_Work required_
Reproduce every one of the following records verbatim, line for line, and omit the pictures from your output.

Region labeling records:
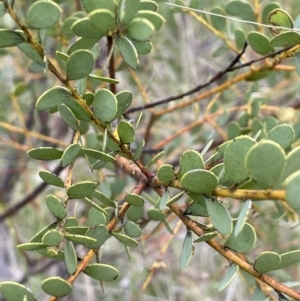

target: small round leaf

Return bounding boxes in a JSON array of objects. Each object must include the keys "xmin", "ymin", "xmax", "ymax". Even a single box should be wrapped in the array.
[
  {"xmin": 93, "ymin": 89, "xmax": 118, "ymax": 123},
  {"xmin": 67, "ymin": 181, "xmax": 97, "ymax": 199},
  {"xmin": 39, "ymin": 170, "xmax": 65, "ymax": 187},
  {"xmin": 245, "ymin": 140, "xmax": 285, "ymax": 189},
  {"xmin": 180, "ymin": 169, "xmax": 218, "ymax": 194},
  {"xmin": 84, "ymin": 263, "xmax": 119, "ymax": 281},
  {"xmin": 254, "ymin": 252, "xmax": 281, "ymax": 274},
  {"xmin": 66, "ymin": 49, "xmax": 94, "ymax": 80},
  {"xmin": 26, "ymin": 0, "xmax": 61, "ymax": 29},
  {"xmin": 41, "ymin": 277, "xmax": 72, "ymax": 298},
  {"xmin": 46, "ymin": 194, "xmax": 67, "ymax": 219},
  {"xmin": 225, "ymin": 223, "xmax": 256, "ymax": 253}
]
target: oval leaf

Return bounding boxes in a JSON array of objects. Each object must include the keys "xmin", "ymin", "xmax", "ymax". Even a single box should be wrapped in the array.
[
  {"xmin": 64, "ymin": 240, "xmax": 77, "ymax": 275},
  {"xmin": 66, "ymin": 49, "xmax": 94, "ymax": 80},
  {"xmin": 111, "ymin": 232, "xmax": 138, "ymax": 247},
  {"xmin": 245, "ymin": 140, "xmax": 285, "ymax": 189},
  {"xmin": 26, "ymin": 0, "xmax": 61, "ymax": 29},
  {"xmin": 205, "ymin": 199, "xmax": 232, "ymax": 235},
  {"xmin": 39, "ymin": 170, "xmax": 65, "ymax": 187},
  {"xmin": 116, "ymin": 37, "xmax": 139, "ymax": 69},
  {"xmin": 41, "ymin": 277, "xmax": 72, "ymax": 298},
  {"xmin": 0, "ymin": 281, "xmax": 36, "ymax": 301},
  {"xmin": 84, "ymin": 263, "xmax": 119, "ymax": 281},
  {"xmin": 93, "ymin": 89, "xmax": 118, "ymax": 123},
  {"xmin": 254, "ymin": 252, "xmax": 281, "ymax": 274},
  {"xmin": 67, "ymin": 181, "xmax": 97, "ymax": 199},
  {"xmin": 180, "ymin": 169, "xmax": 218, "ymax": 194},
  {"xmin": 225, "ymin": 223, "xmax": 256, "ymax": 253}
]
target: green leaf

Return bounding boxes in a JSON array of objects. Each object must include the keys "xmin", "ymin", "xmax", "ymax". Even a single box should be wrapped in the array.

_Result of this exercise_
target: small round leaf

Return bounding boxes in a JSON array of objects. Each object must include the keys "xmin", "ymin", "xmax", "ymax". Even a single box should be wrapped in the array.
[
  {"xmin": 93, "ymin": 89, "xmax": 118, "ymax": 123},
  {"xmin": 67, "ymin": 181, "xmax": 97, "ymax": 199},
  {"xmin": 39, "ymin": 170, "xmax": 65, "ymax": 187},
  {"xmin": 245, "ymin": 140, "xmax": 285, "ymax": 189},
  {"xmin": 180, "ymin": 169, "xmax": 218, "ymax": 194},
  {"xmin": 84, "ymin": 263, "xmax": 119, "ymax": 281},
  {"xmin": 254, "ymin": 252, "xmax": 281, "ymax": 274},
  {"xmin": 66, "ymin": 49, "xmax": 94, "ymax": 80},
  {"xmin": 26, "ymin": 0, "xmax": 61, "ymax": 29},
  {"xmin": 41, "ymin": 277, "xmax": 72, "ymax": 298},
  {"xmin": 46, "ymin": 194, "xmax": 67, "ymax": 219},
  {"xmin": 225, "ymin": 223, "xmax": 256, "ymax": 253}
]
target: oval leaf

Return bounding boxes in a JSON array of objects. Each object must include the keys "xmin", "ymin", "xmax", "ymax". Even a single box should be wrapped in the array.
[
  {"xmin": 64, "ymin": 240, "xmax": 77, "ymax": 275},
  {"xmin": 66, "ymin": 49, "xmax": 94, "ymax": 80},
  {"xmin": 111, "ymin": 232, "xmax": 138, "ymax": 247},
  {"xmin": 245, "ymin": 140, "xmax": 285, "ymax": 189},
  {"xmin": 26, "ymin": 0, "xmax": 61, "ymax": 29},
  {"xmin": 205, "ymin": 199, "xmax": 232, "ymax": 235},
  {"xmin": 39, "ymin": 170, "xmax": 65, "ymax": 187},
  {"xmin": 116, "ymin": 37, "xmax": 139, "ymax": 69},
  {"xmin": 41, "ymin": 277, "xmax": 72, "ymax": 298},
  {"xmin": 0, "ymin": 281, "xmax": 36, "ymax": 301},
  {"xmin": 84, "ymin": 263, "xmax": 119, "ymax": 281},
  {"xmin": 93, "ymin": 89, "xmax": 118, "ymax": 123},
  {"xmin": 254, "ymin": 252, "xmax": 281, "ymax": 274},
  {"xmin": 67, "ymin": 181, "xmax": 97, "ymax": 199},
  {"xmin": 180, "ymin": 169, "xmax": 218, "ymax": 194},
  {"xmin": 225, "ymin": 223, "xmax": 256, "ymax": 253}
]
target: green leaf

Return bounding boxes in a JSON array of objects. Each object must include the keys "xmin", "ymin", "xmax", "ymax". Even a single box should be wrapped in the array.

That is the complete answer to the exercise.